Copy the items from the very start up to and including the line with "x=198, y=235", swapping each "background" for "backdrop" and changing nothing else. Give only those lines.

+===+

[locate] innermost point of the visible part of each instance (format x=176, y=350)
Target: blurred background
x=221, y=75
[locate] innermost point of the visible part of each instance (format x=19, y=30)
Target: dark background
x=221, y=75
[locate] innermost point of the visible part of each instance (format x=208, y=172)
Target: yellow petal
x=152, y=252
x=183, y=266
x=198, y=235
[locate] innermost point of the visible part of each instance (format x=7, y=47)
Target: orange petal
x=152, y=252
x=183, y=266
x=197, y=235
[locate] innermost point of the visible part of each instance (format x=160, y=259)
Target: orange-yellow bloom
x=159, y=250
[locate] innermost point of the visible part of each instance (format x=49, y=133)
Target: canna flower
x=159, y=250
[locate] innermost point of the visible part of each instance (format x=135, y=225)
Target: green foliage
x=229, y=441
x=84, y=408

+===+

Answer in full –
[locate] innermost point of the visible part of each instance (format x=176, y=350)
Target: blurred backdrop
x=221, y=75
[locate] innermost point of the visible part of each instance (format x=19, y=30)
Target: dark backdrop
x=221, y=75
[locate] innermost point of the visible part of each instance (format x=208, y=172)
Target: yellow petal
x=152, y=252
x=183, y=266
x=198, y=235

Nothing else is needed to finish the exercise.